* What is asked:
(A) Reproduce the passage of the article on cutting U.S. History Honors from "D’Amico says that" up to and including "for accelerated work.".
(B) According to the article on cutting U.S. History Honors, which two levels of U.S. History did Staples offer before the honors-level class?

D’Amico says that the department is divided when it comes to the decision to cut U.S. History Honors. In order to resolve the conflicts, D’Amico suggests a conversation between those in favor and those against the cut.
“That‘s the discussion we need to have,” D’Amico said.
According to Cathy Schager, one of three U.S. History Honors teachers, that discussion began two years ago.
“It was something Mr. D’Amico and I met and discussed because clearly it has big implications,” Schager said.
Before the honors-level class came to Staples, only two levels of U.S. History were offered: A-level and Advanced Placement (AP). The goal of switching back to the old offerings is to have a mixed-level course, including a range of student capabilities, and to offer a course for students that are truly ready for accelerated work.
“A lot of us in the social studies department at that time felt strongly about mixed-level courses. So the Honors course came inorganically in our department,” Schager said.
Although she says she has “enjoyed teaching Honors,” she’d be “happy to go back to a paradigm where we will have more mixed-level classes.”

* Given information:
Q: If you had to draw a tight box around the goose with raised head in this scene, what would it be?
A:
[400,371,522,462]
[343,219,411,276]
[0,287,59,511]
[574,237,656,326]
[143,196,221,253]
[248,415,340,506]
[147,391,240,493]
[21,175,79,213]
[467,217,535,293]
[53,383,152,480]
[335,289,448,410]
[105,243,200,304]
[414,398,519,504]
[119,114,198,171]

* Answers for this exercise:
(A)
D’Amico says that the department is divided when it comes to the decision to cut U.S. History Honors. In order to resolve the conflicts, D’Amico suggests a conversation between those in favor and those against the cut.
“That‘s the discussion we need to have,” D’Amico said.
According to Cathy Schager, one of three U.S. History Honors teachers, that discussion began two years ago.
“It was something Mr. D’Amico and I met and discussed because clearly it has big implications,” Schager said.
Before the honors-level class came to Staples, only two levels of U.S. History were offered: A-level and Advanced Placement (AP). The goal of switching back to the old offerings is to have a mixed-level course, including a range of student capabilities, and to offer a course for students that are truly ready for accelerated work.

(B) A-level and Advanced Placement (AP).